**What to produce**
How many lines of the records contain the string "woman"? Case counts. Reply with the number alone.

**Material provided**
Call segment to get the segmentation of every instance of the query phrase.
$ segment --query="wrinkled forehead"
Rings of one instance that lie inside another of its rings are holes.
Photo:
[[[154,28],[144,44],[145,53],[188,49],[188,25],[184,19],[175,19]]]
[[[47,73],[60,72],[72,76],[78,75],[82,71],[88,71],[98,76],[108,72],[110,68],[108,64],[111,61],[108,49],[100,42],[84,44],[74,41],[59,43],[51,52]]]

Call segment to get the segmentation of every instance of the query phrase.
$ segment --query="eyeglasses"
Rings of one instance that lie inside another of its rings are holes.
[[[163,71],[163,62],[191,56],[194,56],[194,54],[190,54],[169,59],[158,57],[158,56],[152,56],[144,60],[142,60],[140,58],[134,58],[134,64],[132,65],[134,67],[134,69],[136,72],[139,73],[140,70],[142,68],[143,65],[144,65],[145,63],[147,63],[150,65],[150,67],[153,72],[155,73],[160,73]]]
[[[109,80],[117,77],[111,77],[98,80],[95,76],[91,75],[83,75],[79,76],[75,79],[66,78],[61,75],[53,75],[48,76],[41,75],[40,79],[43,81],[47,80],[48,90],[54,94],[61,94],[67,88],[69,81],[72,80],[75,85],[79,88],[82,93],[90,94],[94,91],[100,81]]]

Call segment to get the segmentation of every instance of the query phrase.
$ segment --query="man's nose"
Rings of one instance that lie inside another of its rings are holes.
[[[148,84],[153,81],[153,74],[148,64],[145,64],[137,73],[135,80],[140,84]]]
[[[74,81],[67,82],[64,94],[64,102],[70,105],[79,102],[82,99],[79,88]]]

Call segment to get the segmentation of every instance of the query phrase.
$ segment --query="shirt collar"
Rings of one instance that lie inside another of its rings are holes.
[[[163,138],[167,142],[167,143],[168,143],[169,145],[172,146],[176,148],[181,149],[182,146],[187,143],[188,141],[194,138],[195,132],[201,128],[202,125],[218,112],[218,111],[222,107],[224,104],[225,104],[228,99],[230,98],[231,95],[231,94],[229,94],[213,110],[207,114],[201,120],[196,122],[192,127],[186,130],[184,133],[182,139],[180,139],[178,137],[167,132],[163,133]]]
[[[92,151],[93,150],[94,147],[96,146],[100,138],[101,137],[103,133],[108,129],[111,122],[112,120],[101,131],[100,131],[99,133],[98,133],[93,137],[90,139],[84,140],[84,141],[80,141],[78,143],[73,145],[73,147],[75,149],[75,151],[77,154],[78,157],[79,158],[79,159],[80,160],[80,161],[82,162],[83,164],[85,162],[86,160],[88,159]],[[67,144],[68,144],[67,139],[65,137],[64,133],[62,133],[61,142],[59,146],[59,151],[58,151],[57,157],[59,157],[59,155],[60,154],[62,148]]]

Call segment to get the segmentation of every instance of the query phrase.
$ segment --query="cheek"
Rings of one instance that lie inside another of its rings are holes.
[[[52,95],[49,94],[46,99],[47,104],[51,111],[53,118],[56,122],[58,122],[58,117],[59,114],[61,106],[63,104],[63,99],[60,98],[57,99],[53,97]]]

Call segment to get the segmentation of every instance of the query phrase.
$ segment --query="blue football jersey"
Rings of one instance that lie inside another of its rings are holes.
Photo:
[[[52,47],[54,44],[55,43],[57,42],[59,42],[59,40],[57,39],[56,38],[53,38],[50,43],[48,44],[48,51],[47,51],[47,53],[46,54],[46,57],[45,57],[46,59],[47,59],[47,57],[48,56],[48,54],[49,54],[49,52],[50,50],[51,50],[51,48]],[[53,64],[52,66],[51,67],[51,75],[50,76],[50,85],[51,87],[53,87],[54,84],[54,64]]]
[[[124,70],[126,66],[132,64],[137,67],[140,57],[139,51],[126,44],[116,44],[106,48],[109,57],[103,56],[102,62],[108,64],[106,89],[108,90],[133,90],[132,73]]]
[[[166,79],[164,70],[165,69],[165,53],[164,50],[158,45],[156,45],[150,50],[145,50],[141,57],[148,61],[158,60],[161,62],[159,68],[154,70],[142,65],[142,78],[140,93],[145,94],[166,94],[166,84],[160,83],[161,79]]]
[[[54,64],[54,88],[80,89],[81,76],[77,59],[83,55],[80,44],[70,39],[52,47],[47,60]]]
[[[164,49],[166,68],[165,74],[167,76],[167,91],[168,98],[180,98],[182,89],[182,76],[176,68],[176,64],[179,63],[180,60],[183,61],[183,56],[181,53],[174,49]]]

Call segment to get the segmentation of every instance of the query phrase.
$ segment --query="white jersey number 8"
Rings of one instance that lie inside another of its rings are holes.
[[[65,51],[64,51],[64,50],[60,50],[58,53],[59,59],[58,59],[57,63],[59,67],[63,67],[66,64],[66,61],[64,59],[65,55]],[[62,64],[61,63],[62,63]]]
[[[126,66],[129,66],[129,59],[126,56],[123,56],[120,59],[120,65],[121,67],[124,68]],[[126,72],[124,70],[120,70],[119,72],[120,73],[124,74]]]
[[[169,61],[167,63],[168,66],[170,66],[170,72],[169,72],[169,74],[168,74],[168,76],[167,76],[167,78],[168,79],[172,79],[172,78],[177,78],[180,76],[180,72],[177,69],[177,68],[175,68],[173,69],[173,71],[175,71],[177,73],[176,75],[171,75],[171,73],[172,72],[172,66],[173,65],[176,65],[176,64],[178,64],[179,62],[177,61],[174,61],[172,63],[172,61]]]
==
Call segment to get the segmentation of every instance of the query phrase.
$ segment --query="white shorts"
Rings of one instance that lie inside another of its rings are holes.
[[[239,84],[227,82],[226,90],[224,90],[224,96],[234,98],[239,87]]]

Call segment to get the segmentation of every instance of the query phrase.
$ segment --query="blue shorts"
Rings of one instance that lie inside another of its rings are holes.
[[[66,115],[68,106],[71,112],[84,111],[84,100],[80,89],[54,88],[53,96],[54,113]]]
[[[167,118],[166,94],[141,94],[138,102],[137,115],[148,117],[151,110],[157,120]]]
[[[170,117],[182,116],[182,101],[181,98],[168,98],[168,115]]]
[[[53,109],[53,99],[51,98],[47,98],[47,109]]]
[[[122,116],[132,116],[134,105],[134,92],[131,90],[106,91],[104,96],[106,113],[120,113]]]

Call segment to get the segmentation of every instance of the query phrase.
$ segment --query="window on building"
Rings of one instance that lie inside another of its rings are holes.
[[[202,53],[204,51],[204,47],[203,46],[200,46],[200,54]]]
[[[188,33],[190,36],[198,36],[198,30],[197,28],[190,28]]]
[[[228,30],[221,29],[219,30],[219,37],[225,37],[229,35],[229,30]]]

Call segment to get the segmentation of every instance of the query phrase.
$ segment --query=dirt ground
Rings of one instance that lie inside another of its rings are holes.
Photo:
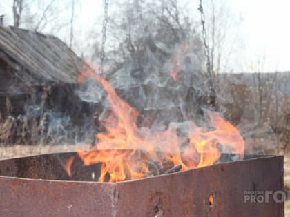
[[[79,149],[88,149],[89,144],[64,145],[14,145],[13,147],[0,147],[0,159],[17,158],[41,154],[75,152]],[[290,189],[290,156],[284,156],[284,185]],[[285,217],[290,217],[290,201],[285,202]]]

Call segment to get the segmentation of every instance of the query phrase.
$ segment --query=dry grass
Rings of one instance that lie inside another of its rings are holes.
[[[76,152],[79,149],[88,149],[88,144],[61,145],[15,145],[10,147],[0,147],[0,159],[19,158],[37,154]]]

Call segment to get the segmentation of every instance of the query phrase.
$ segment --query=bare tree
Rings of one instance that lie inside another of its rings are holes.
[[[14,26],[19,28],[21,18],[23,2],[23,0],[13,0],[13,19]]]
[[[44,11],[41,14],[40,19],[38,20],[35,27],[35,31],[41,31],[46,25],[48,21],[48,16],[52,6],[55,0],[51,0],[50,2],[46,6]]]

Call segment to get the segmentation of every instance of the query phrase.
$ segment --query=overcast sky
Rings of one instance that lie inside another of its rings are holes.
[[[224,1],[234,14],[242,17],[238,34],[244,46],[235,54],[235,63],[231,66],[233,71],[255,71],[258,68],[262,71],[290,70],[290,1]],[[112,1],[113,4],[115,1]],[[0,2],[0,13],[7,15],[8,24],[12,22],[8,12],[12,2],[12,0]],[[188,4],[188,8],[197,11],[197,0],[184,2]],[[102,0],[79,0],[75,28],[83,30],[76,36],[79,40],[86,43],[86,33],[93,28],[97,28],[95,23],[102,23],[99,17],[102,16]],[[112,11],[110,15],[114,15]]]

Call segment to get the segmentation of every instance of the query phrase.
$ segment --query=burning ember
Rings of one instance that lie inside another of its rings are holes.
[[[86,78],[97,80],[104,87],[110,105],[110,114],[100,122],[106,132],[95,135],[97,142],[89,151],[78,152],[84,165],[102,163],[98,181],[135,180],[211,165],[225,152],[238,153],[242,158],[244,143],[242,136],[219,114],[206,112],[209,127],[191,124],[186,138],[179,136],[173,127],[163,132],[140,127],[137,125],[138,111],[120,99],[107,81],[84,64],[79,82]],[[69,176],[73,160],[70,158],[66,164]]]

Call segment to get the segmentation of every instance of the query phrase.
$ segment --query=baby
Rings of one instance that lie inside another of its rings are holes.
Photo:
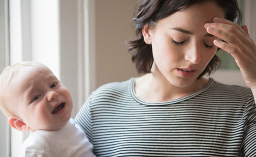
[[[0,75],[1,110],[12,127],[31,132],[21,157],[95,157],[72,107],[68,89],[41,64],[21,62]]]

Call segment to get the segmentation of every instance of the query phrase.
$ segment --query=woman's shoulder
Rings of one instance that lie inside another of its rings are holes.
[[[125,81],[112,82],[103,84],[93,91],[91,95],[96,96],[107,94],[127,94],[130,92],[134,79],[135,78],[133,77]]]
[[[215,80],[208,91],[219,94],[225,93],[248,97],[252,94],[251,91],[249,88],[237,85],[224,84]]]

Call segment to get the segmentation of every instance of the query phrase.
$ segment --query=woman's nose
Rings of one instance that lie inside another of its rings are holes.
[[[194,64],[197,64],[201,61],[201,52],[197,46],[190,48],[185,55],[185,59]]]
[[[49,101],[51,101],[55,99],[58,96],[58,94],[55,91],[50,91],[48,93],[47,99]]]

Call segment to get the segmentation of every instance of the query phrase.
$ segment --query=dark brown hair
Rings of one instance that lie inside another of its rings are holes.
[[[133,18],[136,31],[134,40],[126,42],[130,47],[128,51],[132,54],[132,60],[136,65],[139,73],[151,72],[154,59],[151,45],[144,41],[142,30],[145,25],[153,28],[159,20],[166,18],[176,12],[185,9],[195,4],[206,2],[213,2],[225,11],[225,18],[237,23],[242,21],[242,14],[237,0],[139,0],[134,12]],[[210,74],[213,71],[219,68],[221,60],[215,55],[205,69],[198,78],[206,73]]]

**Answer to the exercise**
2